**DIRECTIONS FOR THIS TASK**
Nothing outside the range below should be printed. Output exactly the lines from the line with "Target: person wearing dark jacket" to the line with "Where can the railing post be found here?", both included.

**DATA EXCERPTS**
※ ※ ※
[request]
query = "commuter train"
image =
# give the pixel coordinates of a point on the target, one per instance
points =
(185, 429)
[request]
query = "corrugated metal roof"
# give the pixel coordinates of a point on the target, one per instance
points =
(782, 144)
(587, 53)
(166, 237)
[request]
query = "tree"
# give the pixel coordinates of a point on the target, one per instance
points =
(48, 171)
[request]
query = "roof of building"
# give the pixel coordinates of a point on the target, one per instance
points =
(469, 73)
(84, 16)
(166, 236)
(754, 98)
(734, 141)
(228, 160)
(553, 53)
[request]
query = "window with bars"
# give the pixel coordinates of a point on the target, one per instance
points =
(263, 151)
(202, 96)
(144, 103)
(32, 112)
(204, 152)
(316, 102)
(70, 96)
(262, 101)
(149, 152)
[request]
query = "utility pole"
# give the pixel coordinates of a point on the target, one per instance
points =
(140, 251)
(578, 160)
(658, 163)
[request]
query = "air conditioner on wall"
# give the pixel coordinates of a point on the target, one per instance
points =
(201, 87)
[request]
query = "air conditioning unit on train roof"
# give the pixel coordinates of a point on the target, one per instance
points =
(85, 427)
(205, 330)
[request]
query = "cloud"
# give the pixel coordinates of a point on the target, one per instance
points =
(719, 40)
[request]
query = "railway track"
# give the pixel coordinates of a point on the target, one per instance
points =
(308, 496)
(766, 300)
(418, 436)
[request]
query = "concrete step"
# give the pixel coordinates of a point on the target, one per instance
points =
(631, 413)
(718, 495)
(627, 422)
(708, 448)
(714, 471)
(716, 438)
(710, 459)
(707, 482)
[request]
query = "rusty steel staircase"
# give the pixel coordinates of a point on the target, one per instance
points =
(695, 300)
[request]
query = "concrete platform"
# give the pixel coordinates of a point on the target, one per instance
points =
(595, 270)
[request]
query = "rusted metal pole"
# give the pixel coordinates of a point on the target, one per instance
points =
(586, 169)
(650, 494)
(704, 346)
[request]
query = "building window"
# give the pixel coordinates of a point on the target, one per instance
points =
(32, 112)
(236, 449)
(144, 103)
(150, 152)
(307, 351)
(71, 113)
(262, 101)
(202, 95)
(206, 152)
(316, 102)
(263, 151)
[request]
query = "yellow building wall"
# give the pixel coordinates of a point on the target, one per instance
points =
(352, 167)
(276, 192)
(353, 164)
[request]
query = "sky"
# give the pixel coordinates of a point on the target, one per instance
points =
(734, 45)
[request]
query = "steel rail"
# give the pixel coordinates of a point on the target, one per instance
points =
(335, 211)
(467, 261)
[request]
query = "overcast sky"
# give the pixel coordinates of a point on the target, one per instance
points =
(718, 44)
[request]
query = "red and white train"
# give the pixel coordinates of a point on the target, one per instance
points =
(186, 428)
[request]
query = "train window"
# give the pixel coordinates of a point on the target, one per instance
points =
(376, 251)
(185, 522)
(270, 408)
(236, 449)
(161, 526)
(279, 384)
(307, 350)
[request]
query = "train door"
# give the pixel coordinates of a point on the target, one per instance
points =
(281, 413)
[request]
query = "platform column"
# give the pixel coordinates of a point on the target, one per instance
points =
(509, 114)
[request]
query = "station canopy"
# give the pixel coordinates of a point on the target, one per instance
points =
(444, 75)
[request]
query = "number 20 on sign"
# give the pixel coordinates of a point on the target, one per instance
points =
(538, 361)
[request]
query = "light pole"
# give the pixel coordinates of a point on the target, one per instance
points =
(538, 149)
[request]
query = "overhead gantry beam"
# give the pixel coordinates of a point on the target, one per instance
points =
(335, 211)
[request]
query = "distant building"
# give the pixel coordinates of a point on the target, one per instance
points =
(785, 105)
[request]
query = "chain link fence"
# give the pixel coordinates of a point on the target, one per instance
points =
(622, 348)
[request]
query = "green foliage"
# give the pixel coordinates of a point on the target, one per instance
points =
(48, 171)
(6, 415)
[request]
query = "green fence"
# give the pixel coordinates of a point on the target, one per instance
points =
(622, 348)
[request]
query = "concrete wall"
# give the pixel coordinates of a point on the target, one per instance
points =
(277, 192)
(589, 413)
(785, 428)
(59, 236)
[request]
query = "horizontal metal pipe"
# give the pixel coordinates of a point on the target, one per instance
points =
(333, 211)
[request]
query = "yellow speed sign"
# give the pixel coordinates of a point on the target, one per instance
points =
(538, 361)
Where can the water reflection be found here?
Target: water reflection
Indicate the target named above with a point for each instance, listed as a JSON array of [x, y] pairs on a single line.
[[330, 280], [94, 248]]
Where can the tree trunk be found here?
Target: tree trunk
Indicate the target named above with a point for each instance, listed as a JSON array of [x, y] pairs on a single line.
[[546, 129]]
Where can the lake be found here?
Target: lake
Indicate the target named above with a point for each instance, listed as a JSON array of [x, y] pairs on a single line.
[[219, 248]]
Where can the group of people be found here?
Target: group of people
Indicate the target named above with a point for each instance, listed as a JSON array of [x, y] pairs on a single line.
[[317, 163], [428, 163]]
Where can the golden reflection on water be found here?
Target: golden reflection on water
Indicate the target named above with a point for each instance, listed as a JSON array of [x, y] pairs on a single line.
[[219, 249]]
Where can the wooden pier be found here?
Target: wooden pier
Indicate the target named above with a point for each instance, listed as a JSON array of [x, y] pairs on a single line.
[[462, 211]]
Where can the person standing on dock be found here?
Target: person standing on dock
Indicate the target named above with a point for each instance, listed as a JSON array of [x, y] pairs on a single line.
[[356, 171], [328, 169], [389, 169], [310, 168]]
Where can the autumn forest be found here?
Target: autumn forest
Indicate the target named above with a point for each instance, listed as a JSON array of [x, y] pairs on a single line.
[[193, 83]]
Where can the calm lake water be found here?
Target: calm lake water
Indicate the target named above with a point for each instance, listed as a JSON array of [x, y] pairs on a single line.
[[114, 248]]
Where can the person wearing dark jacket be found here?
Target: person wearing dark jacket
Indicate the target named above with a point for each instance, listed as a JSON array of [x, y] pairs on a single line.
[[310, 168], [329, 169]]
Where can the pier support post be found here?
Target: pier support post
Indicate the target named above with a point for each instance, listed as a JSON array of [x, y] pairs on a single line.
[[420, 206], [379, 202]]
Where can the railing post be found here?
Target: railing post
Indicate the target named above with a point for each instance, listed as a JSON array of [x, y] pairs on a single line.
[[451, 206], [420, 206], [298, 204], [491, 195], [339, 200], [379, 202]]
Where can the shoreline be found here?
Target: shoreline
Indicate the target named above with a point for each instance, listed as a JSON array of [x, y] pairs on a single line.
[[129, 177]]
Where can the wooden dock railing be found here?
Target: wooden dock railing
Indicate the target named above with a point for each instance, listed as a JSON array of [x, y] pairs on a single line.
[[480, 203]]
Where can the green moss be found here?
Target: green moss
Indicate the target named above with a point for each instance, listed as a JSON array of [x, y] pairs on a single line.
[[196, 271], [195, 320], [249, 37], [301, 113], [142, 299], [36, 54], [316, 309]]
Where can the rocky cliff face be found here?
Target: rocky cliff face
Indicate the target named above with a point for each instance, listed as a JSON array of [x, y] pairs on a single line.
※ ※ ※
**SOLUTION TO THE PROBLEM**
Target: person wearing dark jacket
Indicate the target named above with a point for each instance, listed as a JSON array of [x, y] pairs on a single line.
[[310, 168], [329, 169]]
Where can the pier support post be found here?
Target: pier support post
Indicate the target named above with a point for each instance, listed as a JSON array of [x, y] pairs on a single line.
[[420, 206], [379, 202]]
Where can the railing post be found here?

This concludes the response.